▸ Objectives:
1. In the Erlang mailing list post, what figure was the factor of 8 finally revised down to?
2. Quote the Erlang mailing list post from "Experiments that show" up to and including "of the programmer.".

▸ Text:
____
From the erlang mailing list
Joe Armstrong
Once upon a very long time ago we did a project to compare the efficiency of Erlang to PLEX.
We implemented “the same things” (TM) in Erlang and PLEX and counted total man hours
We did this for several different things.
Erlang was “better” by a factor of 3 or 25 (in total man hours) – the weighted average was a factor 8
They asked “what is the smart programmer effect”
We said “we don’t know”
We revised the figure 8 down to 3 to allow for “the smart programmer effect” – this was too high to be credible, so we revised it down to 1.6. (the factors 3 and 1.6 where just plucked out of the air with no justification)
Experiments that show that Erlang is N times better than “something else” won’t be believed if N is too high.
The second point to remember is that you *never* implement exactly the same thing in two different languages (or very rarely) – the second time you do something you have presumably learnt from the mistakes made the first time you do something.
If you implement the same thing N times in the same language, each implementation should take less effort and code than the last time you did it. What can you learn from this?
The difference in programmer productivity can vary by a factor of 80 – (really it’s infinity, because some programmers *never* get some code right, so the factor 80 discounts the totally failed efforts) – So given a productivity factor you have to normalize it by a factor that depends upon the skill and experience of the programmer.
There are people who claim that they can make models estimating how long a software projects take.
____
▸ Source excerpt:
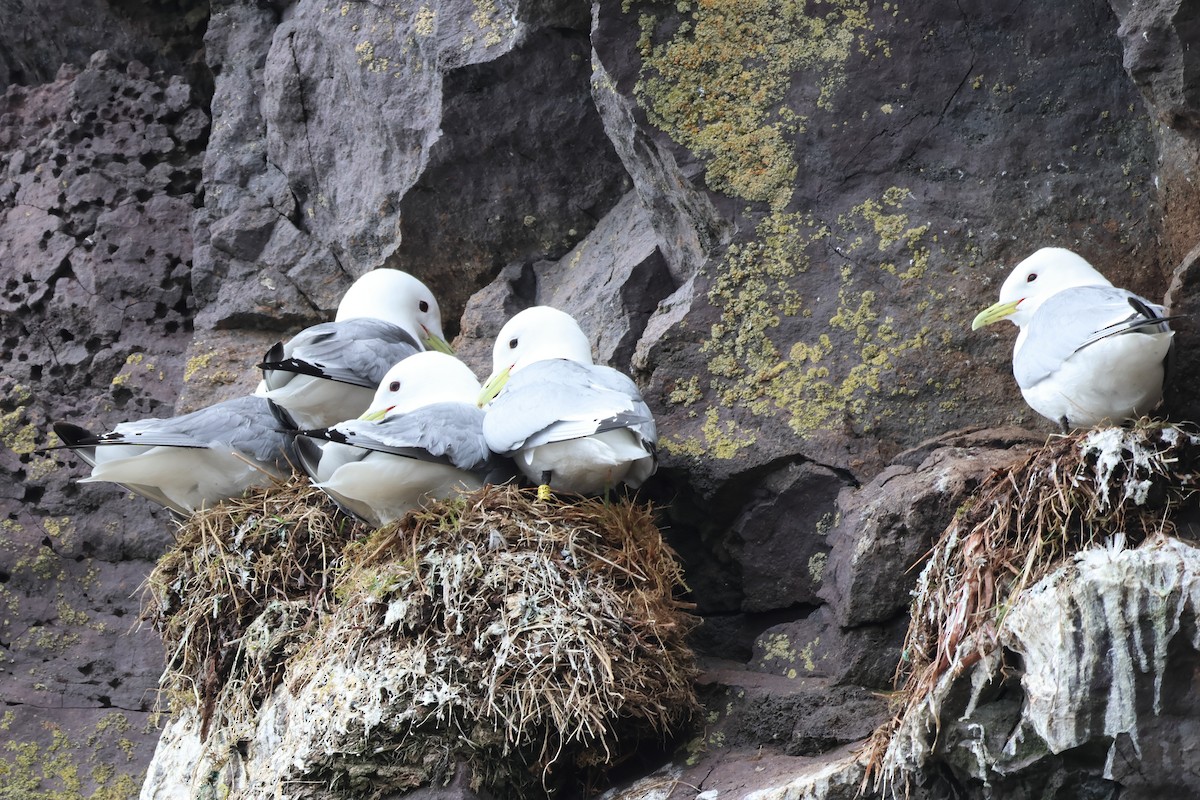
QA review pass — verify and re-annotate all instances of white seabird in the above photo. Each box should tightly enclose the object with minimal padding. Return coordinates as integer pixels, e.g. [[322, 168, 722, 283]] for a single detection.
[[295, 351, 496, 527], [254, 269, 450, 428], [54, 397, 292, 517], [971, 247, 1174, 432], [480, 306, 658, 494]]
____
▸ Answers for the tasks:
1. It was revised down to 1.6.

2.
Experiments that show that Erlang is N times better than “something else” won’t be believed if N is too high.
The second point to remember is that you *never* implement exactly the same thing in two different languages (or very rarely) – the second time you do something you have presumably learnt from the mistakes made the first time you do something.
If you implement the same thing N times in the same language, each implementation should take less effort and code than the last time you did it. What can you learn from this?
The difference in programmer productivity can vary by a factor of 80 – (really it’s infinity, because some programmers *never* get some code right, so the factor 80 discounts the totally failed efforts) – So given a productivity factor you have to normalize it by a factor that depends upon the skill and experience of the programmer.